** start of Records supplied **
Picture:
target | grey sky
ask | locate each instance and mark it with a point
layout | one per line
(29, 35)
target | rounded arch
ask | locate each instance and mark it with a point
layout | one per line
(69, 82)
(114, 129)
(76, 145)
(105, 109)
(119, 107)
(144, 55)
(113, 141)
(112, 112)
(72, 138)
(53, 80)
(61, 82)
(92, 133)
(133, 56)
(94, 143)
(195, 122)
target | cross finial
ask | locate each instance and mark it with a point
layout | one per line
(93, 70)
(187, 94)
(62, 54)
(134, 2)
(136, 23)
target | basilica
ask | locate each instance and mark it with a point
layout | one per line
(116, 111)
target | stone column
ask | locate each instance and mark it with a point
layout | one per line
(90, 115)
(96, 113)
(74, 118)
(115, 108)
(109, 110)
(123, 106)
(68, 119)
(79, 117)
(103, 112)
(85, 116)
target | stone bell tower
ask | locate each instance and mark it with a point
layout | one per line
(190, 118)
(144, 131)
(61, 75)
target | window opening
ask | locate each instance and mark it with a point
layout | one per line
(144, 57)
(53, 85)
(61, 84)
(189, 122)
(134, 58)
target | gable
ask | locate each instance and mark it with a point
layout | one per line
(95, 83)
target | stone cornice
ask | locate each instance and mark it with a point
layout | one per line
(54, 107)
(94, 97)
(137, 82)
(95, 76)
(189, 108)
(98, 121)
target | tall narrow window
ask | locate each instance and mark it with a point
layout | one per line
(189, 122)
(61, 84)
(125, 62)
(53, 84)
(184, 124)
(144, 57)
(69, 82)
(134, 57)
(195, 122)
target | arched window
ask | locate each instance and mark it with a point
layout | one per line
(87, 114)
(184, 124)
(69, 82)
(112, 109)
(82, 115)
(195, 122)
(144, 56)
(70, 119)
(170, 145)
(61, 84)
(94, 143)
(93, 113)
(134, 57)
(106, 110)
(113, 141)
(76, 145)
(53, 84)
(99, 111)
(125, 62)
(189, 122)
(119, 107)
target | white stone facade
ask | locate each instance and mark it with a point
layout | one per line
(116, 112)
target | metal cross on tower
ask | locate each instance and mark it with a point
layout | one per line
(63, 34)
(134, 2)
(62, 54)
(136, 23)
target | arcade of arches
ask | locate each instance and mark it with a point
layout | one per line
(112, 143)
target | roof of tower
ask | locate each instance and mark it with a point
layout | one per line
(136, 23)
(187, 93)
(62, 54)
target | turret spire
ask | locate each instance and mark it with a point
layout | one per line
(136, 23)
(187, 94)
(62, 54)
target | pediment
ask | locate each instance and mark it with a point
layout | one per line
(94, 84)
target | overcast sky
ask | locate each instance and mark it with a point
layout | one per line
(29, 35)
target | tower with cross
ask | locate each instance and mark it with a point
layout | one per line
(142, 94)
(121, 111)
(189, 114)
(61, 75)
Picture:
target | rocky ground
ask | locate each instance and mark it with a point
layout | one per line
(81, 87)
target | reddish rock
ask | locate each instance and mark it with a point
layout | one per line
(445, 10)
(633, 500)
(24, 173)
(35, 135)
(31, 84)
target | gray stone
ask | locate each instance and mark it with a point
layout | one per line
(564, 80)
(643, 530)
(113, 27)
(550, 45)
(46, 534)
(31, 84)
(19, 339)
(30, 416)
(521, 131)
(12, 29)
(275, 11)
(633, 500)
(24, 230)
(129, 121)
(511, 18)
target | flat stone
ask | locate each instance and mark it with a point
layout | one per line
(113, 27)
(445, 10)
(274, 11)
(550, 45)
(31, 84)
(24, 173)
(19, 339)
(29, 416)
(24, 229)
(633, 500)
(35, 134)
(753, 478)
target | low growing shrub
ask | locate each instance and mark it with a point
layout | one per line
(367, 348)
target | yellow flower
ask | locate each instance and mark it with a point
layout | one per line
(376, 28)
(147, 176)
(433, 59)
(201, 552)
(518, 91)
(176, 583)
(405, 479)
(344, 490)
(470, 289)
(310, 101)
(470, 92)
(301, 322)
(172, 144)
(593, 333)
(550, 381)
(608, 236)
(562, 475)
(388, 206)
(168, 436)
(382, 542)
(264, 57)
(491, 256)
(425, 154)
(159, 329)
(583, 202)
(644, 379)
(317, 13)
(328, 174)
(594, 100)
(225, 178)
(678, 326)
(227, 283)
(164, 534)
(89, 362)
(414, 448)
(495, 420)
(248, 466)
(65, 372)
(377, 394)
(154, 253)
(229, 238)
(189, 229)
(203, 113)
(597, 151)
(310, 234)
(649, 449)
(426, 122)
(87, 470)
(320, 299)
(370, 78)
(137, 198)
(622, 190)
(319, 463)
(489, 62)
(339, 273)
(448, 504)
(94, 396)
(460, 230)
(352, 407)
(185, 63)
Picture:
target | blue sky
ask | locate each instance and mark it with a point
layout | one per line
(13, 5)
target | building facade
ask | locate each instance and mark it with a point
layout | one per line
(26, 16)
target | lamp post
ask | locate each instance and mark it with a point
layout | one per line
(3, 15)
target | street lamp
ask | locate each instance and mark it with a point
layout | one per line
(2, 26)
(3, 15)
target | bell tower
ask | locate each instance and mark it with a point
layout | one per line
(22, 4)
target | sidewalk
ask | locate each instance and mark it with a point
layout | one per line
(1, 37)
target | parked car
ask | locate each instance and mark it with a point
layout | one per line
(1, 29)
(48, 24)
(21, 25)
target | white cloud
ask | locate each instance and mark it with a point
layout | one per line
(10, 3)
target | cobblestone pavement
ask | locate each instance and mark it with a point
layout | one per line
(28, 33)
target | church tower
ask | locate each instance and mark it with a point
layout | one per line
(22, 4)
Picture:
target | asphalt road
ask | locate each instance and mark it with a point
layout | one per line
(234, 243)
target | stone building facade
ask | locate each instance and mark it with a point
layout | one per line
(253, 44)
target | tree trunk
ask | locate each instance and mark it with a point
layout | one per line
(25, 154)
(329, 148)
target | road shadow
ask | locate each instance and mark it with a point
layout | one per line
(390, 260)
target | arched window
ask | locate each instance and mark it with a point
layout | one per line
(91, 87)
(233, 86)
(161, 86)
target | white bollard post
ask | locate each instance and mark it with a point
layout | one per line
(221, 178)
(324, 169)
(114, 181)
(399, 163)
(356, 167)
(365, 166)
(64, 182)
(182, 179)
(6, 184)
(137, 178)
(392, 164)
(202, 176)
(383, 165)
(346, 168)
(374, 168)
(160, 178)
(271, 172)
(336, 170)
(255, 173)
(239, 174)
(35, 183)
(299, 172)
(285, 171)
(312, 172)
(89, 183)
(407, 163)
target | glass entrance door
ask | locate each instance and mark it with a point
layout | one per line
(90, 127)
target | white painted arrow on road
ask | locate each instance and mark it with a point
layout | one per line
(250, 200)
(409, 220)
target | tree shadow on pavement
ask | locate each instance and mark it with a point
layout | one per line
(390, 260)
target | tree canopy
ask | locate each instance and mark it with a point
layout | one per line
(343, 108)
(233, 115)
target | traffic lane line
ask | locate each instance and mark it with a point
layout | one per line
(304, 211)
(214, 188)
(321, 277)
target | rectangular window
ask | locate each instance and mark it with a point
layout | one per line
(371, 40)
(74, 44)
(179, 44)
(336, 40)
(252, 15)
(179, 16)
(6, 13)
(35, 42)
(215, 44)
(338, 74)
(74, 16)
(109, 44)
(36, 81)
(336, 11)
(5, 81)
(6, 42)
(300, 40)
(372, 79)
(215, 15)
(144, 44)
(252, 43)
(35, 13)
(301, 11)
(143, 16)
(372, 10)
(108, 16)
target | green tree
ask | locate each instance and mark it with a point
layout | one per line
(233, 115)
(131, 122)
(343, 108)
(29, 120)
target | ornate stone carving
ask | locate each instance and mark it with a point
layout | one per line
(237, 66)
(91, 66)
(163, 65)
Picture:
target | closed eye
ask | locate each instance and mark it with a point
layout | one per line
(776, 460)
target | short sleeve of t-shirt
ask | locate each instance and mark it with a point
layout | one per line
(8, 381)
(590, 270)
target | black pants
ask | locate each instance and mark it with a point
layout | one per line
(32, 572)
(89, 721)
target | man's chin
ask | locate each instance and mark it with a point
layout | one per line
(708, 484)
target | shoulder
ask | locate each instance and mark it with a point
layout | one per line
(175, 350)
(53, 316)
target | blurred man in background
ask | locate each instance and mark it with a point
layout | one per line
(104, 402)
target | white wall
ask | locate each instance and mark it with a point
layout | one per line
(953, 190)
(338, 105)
** end of Records supplied **
- _Work to complete_: Copy the lines above without any changes, beginning at the line that contains "target | ornate stone carving" and continuing through the last line.

- _Answer for the task_:
target | ornate stone carving
ask | locate each instance and mark it with a point
layout | one per line
(237, 66)
(91, 66)
(163, 65)
Picture:
target | closed eye
ask | locate each instance and mark it with a point
layout | one per line
(776, 460)
target | short sleeve of t-shirt
ask | locate each instance and mark it with a point
layout | one per line
(8, 381)
(590, 270)
target | black pants
ask | locate each instance and mark it with a point
layout | one per line
(32, 572)
(89, 721)
target | man's chin
ask | locate each instance and mark it with a point
layout | one per line
(708, 484)
target | shoulder
ask | locate each instance and mark it with a point
layout | one per line
(175, 350)
(53, 316)
target | blurred man in background
ask | locate each instance and mark it with a point
layout | one per line
(104, 402)
target | white wall
ask | locate each instance and mark it with a point
layout | one per line
(953, 190)
(338, 105)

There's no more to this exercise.